Text for analysis below:

Packed to the Rafters

Some years ago, writer Bevan Lee and producer Jo Porter delivered the feel-good family drama, Always Greener. It premiered to a record-breaking 2.3 million viewers – still an Aussie record.

The show, which saw a city family swap abodes with a country family, ran just two years, but was cancelled with around 1 – 1.2 million viewers (ironically, a figure that networks would kill for these days). It was a decision many argue was premature.

Now the team is back with Packed to the Rafters, another family-driven light drama about young adults returning to live with their parents.

Pilots are notoriously difficult animals, and this one spends much time establishing Julie and Dave Rafter (Rebecca Gibney and Erik Thomson) as sympathetic characters. As they reach their 25th wedding anniversary they finally wave off the last of their nest, Ben (Hugh Sheridan). A somewhat superfluous narration by Julie reminds us she’s rapt to finally have time for themselves, and for a long bath.

End of Text for analysis.

Tasks to complete>
1. Rewrite the review of Packed to the Rafters from "Some years ago, writer" up to and including "with their parents.", with "hasty" in place of "premature".
2. In the review of Packed to the Rafters, why is it ironic that Always Greener was cancelled with around 1 – 1.2 million viewers?

Source data below:

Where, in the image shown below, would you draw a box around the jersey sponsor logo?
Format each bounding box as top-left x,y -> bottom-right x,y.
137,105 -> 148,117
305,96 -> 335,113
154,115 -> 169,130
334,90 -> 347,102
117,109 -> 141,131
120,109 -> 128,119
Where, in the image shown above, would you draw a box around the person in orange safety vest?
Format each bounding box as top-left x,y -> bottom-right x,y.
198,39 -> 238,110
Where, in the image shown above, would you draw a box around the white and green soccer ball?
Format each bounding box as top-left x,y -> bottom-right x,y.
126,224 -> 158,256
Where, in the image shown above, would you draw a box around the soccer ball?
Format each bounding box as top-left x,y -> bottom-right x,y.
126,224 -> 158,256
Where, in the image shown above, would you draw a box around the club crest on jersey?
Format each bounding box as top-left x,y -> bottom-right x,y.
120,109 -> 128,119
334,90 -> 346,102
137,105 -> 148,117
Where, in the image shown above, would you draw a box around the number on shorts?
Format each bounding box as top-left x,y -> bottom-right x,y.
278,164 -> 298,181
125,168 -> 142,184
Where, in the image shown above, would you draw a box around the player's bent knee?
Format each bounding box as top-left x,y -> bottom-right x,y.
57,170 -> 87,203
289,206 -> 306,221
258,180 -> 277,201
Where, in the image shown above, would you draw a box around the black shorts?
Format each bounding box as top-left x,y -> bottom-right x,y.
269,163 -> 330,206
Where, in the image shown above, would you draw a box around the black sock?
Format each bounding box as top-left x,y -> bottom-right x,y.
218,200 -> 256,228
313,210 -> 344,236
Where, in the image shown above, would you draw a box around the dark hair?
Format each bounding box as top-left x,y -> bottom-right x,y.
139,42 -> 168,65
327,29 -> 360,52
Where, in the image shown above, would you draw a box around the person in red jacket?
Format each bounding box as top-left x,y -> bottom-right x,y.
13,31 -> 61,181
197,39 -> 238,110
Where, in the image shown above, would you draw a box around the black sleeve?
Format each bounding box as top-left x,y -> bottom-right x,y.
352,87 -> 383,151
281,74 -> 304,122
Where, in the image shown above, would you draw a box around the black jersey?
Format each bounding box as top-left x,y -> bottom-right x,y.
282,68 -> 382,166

End of Source data.

Replies>
1.
Some years ago, writer Bevan Lee and producer Jo Porter delivered the feel-good family drama, Always Greener. It premiered to a record-breaking 2.3 million viewers – still an Aussie record.

The show, which saw a city family swap abodes with a country family, ran just two years, but was cancelled with around 1 – 1.2 million viewers (ironically, a figure that networks would kill for these days). It was a decision many argue was hasty.

Now the team is back with Packed to the Rafters, another family-driven light drama about young adults returning to live with their parents.

2. Networks would kill for that many viewers these days, yet the show was cancelled while drawing them.